> [WHAT THE EXERCISE ASKS]: Below are entries to return in full. Keep each one exact.

Natural language region descriptions
====================
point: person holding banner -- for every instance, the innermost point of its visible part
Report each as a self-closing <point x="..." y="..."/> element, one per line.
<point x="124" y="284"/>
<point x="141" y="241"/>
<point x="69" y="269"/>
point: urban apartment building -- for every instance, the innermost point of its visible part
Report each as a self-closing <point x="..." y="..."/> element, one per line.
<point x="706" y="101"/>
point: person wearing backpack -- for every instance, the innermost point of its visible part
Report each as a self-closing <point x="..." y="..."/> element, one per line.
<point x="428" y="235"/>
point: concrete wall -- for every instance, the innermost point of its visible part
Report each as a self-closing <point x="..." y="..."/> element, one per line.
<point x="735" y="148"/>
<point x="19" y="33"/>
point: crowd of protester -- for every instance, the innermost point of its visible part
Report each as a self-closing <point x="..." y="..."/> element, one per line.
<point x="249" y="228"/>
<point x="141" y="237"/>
====================
> [SOLUTION TO THIS TASK]:
point: person holding banner -- for every instance, the innermost point of its visible part
Report each as a self-closing <point x="..." y="..."/> element, one per line.
<point x="124" y="284"/>
<point x="141" y="241"/>
<point x="69" y="269"/>
point: urban apartment building -- for every instance, the innermost point of its visible part
Report each as a self-closing <point x="..." y="..."/> element, one per line.
<point x="706" y="101"/>
point: person wearing backpack -- for every instance, the innermost point of its visible part
Report each as a self-closing <point x="..." y="..."/> element, one per line.
<point x="428" y="235"/>
point: concrete wall -- for every instance, the innermost point of its visible part
Report each as a self-closing <point x="..." y="..."/> element, one per line.
<point x="735" y="148"/>
<point x="19" y="33"/>
point: crowd of protester -- for every instance, the innermost point of its visible part
Report each as a self-closing <point x="..." y="..."/> element, one per line.
<point x="249" y="228"/>
<point x="141" y="237"/>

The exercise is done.